■ Task to carry out
The lines from the start of the records below through the line containing "the white kiwi core" are to be copied exactly, both ends included, with nothing added.

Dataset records
=== Begin Enclosure ===
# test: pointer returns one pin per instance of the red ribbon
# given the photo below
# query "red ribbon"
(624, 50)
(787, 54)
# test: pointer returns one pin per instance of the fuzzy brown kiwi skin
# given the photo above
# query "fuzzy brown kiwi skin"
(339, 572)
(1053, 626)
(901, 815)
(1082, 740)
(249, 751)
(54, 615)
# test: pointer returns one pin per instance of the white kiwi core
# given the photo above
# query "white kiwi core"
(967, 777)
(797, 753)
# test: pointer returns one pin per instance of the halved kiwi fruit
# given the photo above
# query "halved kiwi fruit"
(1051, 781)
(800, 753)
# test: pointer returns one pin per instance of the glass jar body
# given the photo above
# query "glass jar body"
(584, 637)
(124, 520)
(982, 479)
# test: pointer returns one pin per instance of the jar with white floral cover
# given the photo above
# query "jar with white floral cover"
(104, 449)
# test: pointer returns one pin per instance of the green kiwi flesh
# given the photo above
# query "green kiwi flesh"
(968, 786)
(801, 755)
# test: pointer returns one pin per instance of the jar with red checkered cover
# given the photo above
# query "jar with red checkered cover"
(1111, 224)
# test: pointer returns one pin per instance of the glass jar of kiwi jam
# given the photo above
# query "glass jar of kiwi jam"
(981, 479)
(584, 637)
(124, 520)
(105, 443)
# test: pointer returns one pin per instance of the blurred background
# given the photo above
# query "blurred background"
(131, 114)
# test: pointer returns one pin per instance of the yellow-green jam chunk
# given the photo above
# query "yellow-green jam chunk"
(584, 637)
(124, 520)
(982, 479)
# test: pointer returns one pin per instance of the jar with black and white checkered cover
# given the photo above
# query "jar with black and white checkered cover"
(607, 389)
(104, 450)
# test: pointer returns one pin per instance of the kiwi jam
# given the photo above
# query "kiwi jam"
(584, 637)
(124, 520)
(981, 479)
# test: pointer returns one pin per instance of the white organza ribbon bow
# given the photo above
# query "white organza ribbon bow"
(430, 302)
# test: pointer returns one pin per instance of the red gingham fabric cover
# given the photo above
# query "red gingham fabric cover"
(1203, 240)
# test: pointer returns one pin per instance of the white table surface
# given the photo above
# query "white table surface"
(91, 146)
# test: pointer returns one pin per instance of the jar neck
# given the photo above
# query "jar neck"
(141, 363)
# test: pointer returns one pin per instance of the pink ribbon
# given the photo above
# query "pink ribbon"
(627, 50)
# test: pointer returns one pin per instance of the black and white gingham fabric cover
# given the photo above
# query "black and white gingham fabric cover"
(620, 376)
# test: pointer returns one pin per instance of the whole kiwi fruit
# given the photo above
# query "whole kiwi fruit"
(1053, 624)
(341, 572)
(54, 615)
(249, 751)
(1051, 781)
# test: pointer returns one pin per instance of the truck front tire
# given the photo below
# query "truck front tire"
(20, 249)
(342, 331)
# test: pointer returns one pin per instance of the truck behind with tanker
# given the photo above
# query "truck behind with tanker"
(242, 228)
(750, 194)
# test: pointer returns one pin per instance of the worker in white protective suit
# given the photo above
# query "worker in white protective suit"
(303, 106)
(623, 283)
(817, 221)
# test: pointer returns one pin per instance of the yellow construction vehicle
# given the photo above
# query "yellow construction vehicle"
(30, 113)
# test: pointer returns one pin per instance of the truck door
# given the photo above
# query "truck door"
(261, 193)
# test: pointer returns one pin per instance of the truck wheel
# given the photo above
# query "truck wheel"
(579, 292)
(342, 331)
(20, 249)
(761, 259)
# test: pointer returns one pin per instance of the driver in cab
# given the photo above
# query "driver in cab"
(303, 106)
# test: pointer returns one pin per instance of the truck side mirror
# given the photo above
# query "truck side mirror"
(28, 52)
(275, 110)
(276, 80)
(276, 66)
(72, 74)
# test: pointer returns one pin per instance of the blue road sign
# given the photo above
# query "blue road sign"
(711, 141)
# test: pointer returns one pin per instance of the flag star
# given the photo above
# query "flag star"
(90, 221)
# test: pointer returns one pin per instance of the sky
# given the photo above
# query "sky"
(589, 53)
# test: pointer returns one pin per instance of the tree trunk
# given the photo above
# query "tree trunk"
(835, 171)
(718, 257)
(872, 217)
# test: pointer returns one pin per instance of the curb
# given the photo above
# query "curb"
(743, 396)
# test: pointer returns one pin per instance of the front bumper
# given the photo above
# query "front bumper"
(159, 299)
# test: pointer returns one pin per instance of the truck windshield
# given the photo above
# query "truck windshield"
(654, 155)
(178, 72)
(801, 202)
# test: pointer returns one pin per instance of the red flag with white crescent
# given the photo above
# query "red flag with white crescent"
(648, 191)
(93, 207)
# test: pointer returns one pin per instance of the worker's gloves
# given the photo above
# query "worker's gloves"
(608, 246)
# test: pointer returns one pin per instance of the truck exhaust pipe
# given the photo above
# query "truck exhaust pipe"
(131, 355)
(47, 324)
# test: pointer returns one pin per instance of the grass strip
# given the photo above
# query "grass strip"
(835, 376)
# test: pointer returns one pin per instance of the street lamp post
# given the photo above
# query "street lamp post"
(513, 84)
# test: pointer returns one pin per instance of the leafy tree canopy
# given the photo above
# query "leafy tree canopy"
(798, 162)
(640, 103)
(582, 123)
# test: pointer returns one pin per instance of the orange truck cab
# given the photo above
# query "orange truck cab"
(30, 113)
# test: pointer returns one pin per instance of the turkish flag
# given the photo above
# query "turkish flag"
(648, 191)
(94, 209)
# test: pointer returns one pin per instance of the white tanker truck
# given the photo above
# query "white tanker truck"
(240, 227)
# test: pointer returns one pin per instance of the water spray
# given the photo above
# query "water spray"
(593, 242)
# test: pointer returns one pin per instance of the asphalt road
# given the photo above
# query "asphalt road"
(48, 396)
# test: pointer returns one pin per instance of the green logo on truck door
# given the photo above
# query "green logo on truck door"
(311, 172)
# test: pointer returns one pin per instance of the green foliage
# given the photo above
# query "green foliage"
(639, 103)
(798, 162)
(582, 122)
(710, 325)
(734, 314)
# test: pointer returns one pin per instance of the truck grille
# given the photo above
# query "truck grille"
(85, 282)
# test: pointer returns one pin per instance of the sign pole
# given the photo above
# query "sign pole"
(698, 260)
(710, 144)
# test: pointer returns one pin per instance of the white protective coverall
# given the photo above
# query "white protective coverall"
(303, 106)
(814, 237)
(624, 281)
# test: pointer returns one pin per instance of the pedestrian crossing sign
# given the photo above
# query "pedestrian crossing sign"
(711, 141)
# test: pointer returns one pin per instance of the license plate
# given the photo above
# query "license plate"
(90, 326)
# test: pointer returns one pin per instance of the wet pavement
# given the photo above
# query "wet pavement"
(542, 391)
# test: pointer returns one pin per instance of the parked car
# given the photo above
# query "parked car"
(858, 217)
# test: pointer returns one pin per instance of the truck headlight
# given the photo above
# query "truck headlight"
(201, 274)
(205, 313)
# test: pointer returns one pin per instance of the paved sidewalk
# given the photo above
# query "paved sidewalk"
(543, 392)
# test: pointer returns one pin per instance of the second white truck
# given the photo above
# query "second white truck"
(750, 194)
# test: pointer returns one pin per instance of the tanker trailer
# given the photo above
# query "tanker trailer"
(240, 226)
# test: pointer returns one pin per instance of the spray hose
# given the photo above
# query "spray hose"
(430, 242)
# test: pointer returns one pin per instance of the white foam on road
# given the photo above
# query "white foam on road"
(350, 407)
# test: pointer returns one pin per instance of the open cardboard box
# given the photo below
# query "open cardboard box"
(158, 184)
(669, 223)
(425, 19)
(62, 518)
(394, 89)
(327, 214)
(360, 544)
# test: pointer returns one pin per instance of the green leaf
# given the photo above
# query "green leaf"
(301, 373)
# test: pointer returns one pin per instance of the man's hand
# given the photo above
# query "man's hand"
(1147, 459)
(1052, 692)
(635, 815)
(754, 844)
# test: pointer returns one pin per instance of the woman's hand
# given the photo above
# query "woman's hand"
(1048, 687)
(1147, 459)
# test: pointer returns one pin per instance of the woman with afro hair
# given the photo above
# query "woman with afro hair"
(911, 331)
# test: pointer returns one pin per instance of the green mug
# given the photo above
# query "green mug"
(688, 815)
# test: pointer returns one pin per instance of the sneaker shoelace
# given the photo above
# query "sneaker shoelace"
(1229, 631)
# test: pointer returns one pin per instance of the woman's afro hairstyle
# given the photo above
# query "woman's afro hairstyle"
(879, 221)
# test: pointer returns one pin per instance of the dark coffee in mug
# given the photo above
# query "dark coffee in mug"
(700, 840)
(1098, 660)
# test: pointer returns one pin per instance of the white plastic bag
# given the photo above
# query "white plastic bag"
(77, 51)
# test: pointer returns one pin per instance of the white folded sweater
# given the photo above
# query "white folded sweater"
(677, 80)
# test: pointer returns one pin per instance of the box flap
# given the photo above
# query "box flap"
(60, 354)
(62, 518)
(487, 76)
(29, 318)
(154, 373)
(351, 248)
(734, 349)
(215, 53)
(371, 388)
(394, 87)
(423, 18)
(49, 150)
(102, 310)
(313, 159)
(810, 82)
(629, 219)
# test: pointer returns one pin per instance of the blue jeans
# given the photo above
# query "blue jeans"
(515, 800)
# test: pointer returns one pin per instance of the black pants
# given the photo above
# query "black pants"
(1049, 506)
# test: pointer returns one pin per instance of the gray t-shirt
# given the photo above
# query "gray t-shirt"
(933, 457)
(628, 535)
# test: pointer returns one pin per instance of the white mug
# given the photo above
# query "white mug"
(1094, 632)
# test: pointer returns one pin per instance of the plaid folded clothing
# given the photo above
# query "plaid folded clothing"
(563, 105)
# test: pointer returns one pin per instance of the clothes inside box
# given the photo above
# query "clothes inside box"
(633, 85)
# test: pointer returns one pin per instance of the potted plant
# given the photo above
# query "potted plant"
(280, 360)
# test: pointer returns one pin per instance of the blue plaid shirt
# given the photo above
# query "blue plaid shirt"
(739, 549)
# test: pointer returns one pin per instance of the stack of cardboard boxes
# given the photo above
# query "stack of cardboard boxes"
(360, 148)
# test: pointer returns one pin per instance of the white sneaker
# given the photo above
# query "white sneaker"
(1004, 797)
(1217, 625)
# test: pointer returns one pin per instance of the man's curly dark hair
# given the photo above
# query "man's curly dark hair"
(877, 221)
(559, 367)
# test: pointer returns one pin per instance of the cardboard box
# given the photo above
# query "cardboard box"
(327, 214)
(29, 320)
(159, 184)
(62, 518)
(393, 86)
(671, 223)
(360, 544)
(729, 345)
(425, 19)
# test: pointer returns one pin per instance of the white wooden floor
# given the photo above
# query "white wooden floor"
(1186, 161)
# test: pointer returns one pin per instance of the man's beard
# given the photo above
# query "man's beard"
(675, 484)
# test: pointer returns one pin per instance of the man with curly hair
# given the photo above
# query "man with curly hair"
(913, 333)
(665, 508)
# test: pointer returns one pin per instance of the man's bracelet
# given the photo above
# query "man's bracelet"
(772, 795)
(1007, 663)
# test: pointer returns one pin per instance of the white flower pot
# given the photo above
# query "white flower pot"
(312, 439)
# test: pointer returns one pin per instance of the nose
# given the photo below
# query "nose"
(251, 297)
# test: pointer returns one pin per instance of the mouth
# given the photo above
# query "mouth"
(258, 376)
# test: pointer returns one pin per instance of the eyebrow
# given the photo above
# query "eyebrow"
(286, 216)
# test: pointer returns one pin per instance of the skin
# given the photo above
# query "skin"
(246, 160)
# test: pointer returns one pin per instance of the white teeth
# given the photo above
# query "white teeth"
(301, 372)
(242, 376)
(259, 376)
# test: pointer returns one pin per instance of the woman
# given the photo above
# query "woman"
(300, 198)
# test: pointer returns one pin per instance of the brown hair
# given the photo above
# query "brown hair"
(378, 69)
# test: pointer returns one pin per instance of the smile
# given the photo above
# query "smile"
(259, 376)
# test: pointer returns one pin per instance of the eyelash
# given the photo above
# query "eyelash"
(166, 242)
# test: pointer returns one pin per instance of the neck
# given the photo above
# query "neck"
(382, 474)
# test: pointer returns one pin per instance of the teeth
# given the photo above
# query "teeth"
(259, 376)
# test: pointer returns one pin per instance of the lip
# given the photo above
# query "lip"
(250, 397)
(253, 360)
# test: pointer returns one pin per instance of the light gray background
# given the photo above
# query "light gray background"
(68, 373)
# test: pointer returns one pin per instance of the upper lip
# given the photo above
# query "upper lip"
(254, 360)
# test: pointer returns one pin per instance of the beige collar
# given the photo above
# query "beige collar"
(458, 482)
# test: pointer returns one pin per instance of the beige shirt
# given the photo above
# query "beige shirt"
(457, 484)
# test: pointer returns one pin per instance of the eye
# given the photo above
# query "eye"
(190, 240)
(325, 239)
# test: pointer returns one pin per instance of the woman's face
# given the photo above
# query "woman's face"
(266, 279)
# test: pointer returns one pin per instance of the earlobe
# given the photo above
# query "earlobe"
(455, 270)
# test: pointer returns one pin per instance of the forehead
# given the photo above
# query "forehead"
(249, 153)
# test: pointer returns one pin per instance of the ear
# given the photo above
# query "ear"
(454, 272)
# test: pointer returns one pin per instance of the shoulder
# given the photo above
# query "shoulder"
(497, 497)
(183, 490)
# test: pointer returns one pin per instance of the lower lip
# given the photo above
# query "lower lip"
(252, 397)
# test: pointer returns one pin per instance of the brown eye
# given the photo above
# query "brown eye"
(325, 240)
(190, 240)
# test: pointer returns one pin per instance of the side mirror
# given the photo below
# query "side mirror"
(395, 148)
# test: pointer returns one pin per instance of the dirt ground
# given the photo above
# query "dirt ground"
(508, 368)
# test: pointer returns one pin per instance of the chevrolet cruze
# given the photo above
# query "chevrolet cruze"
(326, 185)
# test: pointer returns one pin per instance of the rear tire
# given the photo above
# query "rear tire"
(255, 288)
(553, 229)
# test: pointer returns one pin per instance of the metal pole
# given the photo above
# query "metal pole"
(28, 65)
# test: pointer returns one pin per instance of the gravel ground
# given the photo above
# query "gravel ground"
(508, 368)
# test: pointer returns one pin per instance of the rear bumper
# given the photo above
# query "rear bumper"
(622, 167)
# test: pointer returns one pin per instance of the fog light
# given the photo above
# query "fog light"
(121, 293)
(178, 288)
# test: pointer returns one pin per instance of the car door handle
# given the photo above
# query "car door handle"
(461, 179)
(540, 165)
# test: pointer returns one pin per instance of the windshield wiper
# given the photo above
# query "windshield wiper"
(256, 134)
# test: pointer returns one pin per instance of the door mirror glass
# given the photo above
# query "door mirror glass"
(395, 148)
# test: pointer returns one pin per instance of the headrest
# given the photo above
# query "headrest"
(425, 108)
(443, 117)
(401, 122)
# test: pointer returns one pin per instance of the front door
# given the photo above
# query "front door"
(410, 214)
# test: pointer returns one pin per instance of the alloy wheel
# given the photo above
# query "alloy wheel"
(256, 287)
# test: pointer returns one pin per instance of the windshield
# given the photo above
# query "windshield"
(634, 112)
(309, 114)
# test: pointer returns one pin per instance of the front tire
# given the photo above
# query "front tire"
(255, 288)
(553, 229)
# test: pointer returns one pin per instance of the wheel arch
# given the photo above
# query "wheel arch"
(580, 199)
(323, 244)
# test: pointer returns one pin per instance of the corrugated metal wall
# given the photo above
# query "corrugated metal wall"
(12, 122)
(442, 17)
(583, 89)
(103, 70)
=== End Enclosure ===
■ Solved problem
# test: pointer returns one pin per instance of the red ribbon
# given the photo below
# query "red ribbon"
(624, 50)
(787, 54)
# test: pointer returns one pin per instance of the fuzzy brown kiwi skin
# given the photo above
# query "fuzzy brown kiwi skin"
(339, 572)
(1053, 626)
(901, 815)
(1082, 740)
(249, 751)
(54, 615)
# test: pointer returns one pin per instance of the white kiwi core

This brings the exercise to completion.